Begin

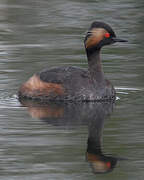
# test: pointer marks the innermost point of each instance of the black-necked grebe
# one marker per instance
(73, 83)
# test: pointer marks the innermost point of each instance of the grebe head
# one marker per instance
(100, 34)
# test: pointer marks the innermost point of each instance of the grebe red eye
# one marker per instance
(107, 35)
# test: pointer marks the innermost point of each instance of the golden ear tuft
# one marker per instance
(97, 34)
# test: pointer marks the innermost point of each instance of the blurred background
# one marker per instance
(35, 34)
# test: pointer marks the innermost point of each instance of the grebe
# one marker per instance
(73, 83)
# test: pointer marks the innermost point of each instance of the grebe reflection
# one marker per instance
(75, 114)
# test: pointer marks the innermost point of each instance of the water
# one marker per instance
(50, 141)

End
Begin

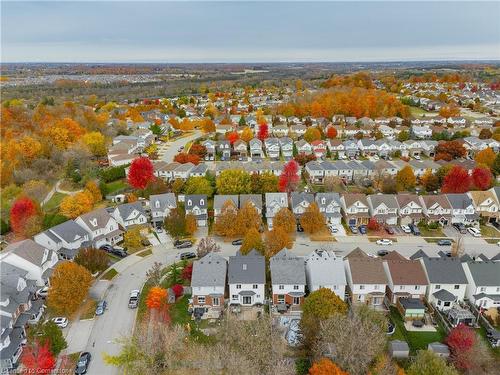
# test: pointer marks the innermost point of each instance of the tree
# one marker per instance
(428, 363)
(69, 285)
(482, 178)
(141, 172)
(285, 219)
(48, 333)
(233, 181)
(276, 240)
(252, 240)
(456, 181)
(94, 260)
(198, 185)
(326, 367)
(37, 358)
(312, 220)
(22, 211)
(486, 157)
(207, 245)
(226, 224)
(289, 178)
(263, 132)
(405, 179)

End
Begin

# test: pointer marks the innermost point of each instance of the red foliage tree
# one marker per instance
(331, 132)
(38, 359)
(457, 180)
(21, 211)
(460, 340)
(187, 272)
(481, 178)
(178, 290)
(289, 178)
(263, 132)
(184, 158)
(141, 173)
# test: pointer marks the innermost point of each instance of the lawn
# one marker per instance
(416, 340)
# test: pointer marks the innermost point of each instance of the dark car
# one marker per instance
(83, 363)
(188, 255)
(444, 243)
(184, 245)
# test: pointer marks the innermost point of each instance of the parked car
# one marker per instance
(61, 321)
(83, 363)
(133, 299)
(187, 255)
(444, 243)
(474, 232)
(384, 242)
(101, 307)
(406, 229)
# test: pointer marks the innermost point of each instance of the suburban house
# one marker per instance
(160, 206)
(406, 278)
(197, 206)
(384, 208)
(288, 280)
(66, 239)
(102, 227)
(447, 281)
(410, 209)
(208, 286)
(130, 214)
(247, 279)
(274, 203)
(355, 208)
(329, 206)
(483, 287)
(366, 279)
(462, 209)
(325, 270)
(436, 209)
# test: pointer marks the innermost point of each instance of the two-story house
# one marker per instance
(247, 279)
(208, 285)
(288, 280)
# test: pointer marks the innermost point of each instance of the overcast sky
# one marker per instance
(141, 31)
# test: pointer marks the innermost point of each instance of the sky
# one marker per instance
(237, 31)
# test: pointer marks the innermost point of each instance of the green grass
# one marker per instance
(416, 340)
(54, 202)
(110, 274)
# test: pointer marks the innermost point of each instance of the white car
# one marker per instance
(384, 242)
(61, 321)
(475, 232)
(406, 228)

End

Work to complete ▸
Return each line in the rows above that contains the string "tree".

Output below ▸
# test: pointer marks the innermost point of each instance of the tree
# test: pointer marks the innermost point of each instance of the red foliage tree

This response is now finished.